— start of Passage given —
Put yourself in the shoes of a member of Congress, including our two presidential candidates. The Treasury Secretary and Fed Chair have told you this is necessary to save the economy. If you don't agree, you risk a meltdown of the entire global financial system. Your own constituents' savings could go down with it. An election is six weeks away. Besides, in the last two days of trading, since rumors spread that the Treasury and the Fed were planning something of this sort, stock prices revived.
Now - quick -- what do you do? You have no choice but to say yes.
But you might also set some conditions on Wall Street.
The public doesn't like a blank check. They think this whole bailout idea is nuts. They see fat cats on Wall Street who have raked in zillions for years, now extorting in effect $2,000 to $5,000 from every American family to make up for their own nonfeasance, malfeasance, greed, and just plain stupidity. Wall Street's request for a blank check comes at the same time most of the public is worried about their jobs and declining wages, and having enough money to pay for gas and food and health insurance, meet their car payments and mortgage payments, and save for their retirement and childrens' college education. And so the public is asking: Why should Wall Street get bailed out by me when I'm getting screwed?
So if you are a member of Congress, you just might be in a position to demand from Wall Street certain conditions in return for the blank check.
My five nominees:
1. The government (i.e. taxpayers) gets an equity stake in every Wall Street financial company proportional to the amount of bad debt that company shoves onto the public. So when and if Wall Street shares rise, taxpayers are rewarded for accepting so much risk.
— end of Passage given —
— start of Given data —
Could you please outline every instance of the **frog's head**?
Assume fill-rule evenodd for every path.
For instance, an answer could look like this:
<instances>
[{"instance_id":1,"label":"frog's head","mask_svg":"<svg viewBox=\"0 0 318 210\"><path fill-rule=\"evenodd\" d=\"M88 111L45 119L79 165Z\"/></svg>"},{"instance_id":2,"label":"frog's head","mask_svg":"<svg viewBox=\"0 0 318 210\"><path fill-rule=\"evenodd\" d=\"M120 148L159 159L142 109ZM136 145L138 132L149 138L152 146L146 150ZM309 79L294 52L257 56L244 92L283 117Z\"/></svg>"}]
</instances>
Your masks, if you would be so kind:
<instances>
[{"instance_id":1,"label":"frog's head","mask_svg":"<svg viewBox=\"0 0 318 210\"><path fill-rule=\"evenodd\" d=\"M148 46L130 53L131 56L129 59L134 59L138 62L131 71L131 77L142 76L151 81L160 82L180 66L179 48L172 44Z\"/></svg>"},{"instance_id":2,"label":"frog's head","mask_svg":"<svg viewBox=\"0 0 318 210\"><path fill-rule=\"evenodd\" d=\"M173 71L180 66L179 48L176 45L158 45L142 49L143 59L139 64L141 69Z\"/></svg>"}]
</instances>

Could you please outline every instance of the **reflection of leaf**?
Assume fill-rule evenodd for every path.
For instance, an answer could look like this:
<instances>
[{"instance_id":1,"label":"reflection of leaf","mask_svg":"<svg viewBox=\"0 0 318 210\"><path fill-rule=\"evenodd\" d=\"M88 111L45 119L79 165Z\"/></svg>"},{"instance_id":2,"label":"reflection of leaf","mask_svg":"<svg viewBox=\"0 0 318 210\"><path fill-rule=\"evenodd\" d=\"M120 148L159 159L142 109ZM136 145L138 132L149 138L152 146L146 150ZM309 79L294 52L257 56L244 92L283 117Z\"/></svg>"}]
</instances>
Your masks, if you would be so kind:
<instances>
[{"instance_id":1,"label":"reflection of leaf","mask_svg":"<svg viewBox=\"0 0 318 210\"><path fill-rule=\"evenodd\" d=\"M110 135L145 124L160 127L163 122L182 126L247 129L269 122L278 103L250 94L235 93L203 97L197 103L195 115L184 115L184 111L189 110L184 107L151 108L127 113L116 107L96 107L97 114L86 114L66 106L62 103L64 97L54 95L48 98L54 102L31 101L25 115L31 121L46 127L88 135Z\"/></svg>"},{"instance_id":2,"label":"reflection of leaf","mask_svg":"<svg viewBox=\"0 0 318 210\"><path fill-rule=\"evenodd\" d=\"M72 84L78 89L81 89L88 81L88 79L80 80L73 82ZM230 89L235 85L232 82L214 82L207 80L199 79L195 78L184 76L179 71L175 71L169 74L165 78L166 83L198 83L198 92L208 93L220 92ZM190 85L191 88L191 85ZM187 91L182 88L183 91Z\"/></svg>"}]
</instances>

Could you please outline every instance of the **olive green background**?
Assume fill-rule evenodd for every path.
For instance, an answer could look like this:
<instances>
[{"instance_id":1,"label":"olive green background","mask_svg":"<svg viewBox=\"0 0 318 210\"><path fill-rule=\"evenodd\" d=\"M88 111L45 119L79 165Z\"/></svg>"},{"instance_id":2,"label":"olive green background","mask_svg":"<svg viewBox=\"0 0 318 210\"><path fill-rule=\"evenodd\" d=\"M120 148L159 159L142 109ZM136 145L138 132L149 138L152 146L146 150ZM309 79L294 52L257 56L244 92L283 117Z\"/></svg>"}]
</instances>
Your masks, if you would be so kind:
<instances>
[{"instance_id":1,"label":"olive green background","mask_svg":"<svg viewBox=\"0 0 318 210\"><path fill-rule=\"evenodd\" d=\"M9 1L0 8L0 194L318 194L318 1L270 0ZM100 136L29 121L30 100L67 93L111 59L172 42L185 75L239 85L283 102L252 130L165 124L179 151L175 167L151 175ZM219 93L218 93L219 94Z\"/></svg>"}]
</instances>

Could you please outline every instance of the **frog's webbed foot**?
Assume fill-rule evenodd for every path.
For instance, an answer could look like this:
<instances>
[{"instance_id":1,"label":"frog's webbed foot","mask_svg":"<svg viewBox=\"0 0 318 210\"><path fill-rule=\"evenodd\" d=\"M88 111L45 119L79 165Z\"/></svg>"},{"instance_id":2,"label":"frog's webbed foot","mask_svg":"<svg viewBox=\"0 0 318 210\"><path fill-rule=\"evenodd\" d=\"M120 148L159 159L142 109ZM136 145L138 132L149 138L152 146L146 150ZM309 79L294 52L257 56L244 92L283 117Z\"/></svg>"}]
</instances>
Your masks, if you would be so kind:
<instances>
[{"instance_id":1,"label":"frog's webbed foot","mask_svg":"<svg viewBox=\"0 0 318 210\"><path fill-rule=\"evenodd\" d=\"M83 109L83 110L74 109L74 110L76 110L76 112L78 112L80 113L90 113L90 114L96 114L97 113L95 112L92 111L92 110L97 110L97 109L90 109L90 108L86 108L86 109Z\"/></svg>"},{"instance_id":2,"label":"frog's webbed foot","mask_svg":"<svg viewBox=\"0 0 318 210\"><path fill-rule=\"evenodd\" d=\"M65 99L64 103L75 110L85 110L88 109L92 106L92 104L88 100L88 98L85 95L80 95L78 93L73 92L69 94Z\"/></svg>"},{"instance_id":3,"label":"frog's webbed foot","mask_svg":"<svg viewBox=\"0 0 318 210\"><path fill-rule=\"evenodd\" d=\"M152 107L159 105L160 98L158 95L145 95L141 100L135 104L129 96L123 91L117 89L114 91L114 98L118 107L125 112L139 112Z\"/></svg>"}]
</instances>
— end of Given data —
== Exercise task ==
Write out word for word the part of the passage on the Wall Street bailout that opens with the words containing "So if you are" and closes with "so much risk.".

== Exercise response ==
So if you are a member of Congress, you just might be in a position to demand from Wall Street certain conditions in return for the blank check.
My five nominees:
1. The government (i.e. taxpayers) gets an equity stake in every Wall Street financial company proportional to the amount of bad debt that company shoves onto the public. So when and if Wall Street shares rise, taxpayers are rewarded for accepting so much risk.